Task requirements: The records should be restated exactly from their first line through the line with "Detect the wristwatch" in it.

(Records excerpted from a collection)
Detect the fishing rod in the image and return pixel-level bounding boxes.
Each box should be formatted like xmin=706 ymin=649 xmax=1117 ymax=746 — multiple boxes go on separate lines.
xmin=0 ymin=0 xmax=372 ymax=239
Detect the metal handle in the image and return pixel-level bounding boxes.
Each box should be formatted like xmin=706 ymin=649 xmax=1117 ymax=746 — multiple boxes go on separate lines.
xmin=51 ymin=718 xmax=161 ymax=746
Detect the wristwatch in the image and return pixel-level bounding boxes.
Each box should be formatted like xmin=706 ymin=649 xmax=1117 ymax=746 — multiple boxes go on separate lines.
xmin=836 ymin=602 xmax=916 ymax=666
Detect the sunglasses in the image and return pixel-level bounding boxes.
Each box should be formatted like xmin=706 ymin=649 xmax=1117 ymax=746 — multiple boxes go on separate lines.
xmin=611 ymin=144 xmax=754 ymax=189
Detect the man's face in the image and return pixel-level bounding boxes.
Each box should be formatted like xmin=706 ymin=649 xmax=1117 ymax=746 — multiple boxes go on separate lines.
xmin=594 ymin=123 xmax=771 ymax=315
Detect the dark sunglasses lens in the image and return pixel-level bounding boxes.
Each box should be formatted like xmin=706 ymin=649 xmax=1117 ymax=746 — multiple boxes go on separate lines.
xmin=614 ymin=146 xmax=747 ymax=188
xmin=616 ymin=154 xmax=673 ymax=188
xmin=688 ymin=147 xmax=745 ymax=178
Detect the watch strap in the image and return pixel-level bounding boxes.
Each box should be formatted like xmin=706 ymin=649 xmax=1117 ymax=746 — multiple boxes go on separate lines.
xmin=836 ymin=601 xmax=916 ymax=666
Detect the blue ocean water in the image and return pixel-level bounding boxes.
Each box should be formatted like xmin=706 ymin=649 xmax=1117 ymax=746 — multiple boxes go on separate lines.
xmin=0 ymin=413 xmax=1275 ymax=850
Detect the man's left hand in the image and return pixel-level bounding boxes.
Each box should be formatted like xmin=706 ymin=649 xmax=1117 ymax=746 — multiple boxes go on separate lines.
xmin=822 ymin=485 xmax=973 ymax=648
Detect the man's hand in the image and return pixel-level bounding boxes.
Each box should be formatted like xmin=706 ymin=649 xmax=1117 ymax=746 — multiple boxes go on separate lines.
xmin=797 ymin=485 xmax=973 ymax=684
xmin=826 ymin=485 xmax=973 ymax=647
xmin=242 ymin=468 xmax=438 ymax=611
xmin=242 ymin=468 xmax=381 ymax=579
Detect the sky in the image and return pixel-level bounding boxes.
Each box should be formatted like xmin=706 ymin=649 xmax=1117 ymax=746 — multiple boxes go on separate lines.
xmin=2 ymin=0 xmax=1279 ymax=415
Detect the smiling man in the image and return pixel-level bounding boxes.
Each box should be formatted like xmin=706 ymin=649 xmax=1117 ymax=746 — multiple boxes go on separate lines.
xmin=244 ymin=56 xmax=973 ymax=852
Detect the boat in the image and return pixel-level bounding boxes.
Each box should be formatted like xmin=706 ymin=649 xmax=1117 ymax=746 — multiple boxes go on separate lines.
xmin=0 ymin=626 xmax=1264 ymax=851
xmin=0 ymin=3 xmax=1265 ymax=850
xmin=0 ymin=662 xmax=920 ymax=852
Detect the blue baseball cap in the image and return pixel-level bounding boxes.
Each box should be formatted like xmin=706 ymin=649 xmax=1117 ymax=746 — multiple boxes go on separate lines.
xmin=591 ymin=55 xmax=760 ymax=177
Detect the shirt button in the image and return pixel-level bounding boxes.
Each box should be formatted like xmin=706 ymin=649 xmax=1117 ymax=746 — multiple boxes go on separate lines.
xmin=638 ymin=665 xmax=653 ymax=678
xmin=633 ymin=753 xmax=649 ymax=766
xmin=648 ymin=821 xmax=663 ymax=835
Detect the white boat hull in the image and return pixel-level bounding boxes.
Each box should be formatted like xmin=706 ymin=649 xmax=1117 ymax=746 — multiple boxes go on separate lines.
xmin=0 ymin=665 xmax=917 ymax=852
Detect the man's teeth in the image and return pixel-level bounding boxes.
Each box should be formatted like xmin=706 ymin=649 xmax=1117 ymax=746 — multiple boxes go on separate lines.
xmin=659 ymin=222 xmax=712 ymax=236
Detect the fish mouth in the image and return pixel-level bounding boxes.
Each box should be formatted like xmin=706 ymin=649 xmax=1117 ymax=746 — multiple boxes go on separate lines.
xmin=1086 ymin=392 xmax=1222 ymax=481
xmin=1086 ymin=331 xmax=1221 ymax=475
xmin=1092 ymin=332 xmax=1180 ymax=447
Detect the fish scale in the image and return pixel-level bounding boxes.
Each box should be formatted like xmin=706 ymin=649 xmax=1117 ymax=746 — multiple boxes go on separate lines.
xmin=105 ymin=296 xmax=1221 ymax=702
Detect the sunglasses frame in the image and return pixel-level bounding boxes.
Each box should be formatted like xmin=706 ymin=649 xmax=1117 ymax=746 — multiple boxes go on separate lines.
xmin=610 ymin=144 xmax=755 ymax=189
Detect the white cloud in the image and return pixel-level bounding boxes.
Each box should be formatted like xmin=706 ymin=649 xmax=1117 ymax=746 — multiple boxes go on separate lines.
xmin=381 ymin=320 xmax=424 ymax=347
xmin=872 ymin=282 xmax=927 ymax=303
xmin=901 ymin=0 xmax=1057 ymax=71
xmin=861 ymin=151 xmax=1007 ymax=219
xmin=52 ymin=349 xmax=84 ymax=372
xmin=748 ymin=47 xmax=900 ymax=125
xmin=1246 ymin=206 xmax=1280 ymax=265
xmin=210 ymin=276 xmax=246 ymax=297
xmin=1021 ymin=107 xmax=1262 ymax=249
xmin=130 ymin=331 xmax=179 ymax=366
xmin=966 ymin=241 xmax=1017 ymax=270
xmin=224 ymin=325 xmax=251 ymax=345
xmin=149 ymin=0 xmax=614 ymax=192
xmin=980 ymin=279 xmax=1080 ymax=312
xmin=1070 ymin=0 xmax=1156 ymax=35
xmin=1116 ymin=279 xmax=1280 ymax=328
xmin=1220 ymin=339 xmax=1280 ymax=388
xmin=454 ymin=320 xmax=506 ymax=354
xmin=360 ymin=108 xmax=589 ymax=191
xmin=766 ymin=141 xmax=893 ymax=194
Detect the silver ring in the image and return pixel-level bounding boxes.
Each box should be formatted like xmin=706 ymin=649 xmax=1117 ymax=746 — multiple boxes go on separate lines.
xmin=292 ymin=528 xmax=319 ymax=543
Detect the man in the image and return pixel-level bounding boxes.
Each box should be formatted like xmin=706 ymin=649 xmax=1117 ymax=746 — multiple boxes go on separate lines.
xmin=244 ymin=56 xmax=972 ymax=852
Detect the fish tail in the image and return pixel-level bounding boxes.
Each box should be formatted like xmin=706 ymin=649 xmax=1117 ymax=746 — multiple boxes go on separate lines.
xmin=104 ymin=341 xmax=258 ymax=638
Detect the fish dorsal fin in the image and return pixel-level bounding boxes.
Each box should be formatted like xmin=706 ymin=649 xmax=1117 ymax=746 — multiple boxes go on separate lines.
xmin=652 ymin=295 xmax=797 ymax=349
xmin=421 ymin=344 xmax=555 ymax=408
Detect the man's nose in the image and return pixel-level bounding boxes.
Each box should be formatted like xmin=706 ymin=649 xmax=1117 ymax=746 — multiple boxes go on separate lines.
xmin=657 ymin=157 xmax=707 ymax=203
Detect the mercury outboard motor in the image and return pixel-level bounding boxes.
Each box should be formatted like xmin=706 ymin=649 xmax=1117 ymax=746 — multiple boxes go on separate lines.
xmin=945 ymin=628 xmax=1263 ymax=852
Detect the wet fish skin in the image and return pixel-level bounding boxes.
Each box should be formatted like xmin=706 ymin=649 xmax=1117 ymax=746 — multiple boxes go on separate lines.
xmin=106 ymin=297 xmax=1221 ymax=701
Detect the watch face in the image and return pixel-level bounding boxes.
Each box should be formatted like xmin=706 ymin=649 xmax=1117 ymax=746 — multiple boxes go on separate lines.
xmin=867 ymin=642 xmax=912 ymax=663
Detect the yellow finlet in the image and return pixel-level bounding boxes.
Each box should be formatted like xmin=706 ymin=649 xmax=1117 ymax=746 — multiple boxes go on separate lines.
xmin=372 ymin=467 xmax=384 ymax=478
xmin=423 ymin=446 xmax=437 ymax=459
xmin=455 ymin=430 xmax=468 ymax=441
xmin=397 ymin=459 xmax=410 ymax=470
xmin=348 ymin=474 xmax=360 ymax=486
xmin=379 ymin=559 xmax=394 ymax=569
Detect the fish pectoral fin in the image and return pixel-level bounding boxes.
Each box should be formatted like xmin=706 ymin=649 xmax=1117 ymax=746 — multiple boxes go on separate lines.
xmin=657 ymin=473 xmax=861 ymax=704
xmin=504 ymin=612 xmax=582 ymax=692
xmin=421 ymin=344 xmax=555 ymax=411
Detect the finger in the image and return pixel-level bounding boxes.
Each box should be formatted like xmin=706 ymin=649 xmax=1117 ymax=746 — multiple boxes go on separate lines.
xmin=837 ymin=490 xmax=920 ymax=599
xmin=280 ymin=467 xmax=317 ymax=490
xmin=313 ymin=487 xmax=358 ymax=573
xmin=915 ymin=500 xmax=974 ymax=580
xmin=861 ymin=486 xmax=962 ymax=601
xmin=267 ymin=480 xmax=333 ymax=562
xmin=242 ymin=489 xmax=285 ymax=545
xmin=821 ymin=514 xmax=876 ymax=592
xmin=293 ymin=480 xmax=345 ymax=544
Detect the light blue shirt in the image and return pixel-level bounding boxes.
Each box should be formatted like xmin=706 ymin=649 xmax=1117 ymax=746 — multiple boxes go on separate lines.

Exercise result:
Detect the fishing rod in the image and return pixel-level bounding boxes.
Each box should be formatted like xmin=706 ymin=649 xmax=1117 ymax=746 — multiple boxes go on separate lines.
xmin=0 ymin=0 xmax=372 ymax=239
Detect the metal handle in the image and return pixel-level bounding boxes.
Each box should be formatted like xmin=706 ymin=649 xmax=1117 ymax=746 — multiple boxes go on separate lines.
xmin=51 ymin=718 xmax=161 ymax=746
Detect the wristwatch in the image and return pixel-level bounding boxes.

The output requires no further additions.